* AIM OF THE TASK
Look for the word "wall" in the data below, and copy every line that holds it.

★ ★ ★ ★ ★

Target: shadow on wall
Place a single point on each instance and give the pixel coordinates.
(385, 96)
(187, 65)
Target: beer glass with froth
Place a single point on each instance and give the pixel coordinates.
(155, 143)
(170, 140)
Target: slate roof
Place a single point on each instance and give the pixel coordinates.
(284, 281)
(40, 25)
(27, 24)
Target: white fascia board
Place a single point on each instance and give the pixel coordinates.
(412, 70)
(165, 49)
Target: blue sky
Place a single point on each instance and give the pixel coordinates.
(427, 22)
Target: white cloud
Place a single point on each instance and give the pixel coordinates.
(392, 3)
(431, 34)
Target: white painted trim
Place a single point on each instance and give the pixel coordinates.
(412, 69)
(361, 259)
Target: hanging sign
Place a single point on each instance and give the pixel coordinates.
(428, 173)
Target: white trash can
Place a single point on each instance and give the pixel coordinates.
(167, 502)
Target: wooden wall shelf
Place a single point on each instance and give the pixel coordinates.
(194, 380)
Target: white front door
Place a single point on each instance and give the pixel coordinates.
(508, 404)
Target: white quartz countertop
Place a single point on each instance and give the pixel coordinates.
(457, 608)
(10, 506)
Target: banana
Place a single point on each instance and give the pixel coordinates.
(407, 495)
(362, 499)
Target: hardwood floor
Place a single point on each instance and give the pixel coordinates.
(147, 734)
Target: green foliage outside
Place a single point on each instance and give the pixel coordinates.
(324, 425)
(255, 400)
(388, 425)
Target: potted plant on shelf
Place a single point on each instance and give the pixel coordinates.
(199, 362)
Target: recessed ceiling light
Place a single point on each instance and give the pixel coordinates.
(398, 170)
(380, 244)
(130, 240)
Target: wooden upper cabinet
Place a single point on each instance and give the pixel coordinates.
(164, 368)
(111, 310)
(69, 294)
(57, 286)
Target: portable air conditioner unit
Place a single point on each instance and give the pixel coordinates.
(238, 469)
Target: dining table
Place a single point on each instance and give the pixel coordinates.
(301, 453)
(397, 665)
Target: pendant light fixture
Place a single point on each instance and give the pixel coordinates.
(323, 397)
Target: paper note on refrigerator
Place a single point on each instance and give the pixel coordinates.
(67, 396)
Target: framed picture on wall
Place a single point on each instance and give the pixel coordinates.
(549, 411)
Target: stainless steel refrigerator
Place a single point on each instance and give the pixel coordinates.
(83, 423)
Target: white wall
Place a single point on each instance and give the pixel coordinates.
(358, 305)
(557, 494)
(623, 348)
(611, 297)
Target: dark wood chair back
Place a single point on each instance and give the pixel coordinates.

★ ★ ★ ★ ★

* RESPONSE TO THIS TASK
Target: shadow on wall
Target: wooden wall shelf
Target: framed picture on wall
Target: white wall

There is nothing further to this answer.